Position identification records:
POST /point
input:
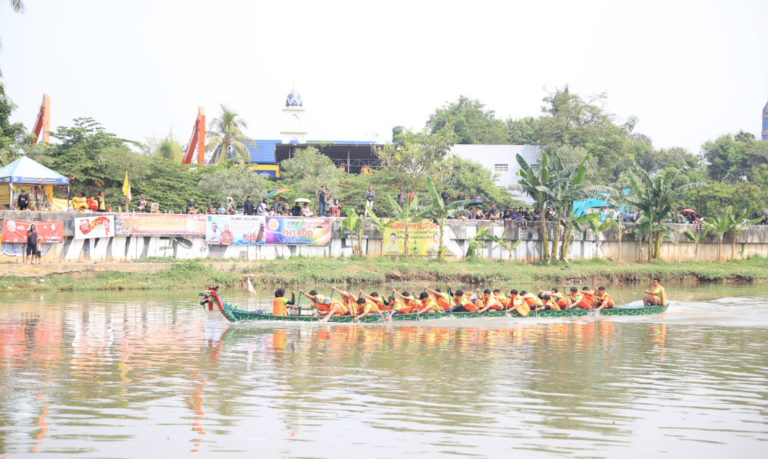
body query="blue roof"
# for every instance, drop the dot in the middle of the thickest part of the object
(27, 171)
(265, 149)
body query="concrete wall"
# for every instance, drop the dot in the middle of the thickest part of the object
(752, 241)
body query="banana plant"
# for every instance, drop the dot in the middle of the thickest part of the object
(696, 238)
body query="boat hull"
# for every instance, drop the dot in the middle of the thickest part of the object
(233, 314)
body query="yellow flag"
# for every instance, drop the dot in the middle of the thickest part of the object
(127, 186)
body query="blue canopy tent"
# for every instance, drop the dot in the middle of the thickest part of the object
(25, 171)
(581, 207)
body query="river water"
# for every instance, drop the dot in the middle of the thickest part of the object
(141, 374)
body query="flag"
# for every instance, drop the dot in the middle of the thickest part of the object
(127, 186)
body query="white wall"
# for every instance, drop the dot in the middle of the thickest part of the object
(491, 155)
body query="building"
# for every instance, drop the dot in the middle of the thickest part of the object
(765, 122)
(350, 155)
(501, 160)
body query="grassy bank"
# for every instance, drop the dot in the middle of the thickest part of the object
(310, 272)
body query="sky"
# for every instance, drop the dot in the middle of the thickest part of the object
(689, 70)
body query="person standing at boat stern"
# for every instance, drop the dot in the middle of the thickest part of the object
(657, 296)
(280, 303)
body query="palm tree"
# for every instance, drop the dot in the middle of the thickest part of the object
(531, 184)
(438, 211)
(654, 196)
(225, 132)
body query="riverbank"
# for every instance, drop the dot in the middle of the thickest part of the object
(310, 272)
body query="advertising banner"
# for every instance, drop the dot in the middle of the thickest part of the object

**WHAT IS REQUIRED:** Please rewrite all the records above, swapping "thickest part" for "widest part" and keeping every other line unchanged. Omit the pictures from your answer.

**CORRECT ANSWER:**
POST /point
input:
body query="blue roof"
# for every instance, drop the dot in the middle of the widest part of the object
(27, 171)
(265, 149)
body query="concrete wall"
# for every instance, drop the dot in the middle of the widest part of the object
(752, 241)
body query="banana plant"
# for every instance, drop the dot in the middle of the widest part of the object
(696, 238)
body query="boat hull"
# for every instance, drop the dot in the middle of the widest part of the object
(233, 314)
body query="yellow flag"
# for every instance, drop the dot in the middle of the widest part of the object
(127, 186)
body query="blue canopy tent"
# for every instance, drop the dot in the middle of the widest part of the object
(25, 171)
(581, 207)
body query="river water"
# for every instance, drop the dot in the middle of the widest part of the object
(141, 374)
body query="flag"
# for every instance, drop the dot in the middle of the widest part of the object
(127, 186)
body query="white wall"
# for every instance, drop the dot in the middle of the widest part of the object
(491, 155)
body query="building"
# for every instance, drop the dot in the middle of the widest part of the object
(765, 122)
(350, 155)
(501, 160)
body query="grassy bank"
# for every instance, drop the dot in the middle of the widest part of the object
(310, 272)
body query="sky"
# for every instance, drop the dot in the middle of the widest part of the object
(689, 70)
body query="person standing at boat stern"
# for every instance, drop the dot in the middle of the widest part of the object
(657, 296)
(280, 303)
body query="palm tree"
# for every instance, drop the dot in the middle of the widest part of the object
(531, 184)
(438, 211)
(654, 196)
(225, 132)
body query="riverbank"
# for every instance, drop the dot in the middle of the widest part of the object
(310, 272)
body query="advertising banner"
# for every instance, drop the dot in the middle of the widest part of the object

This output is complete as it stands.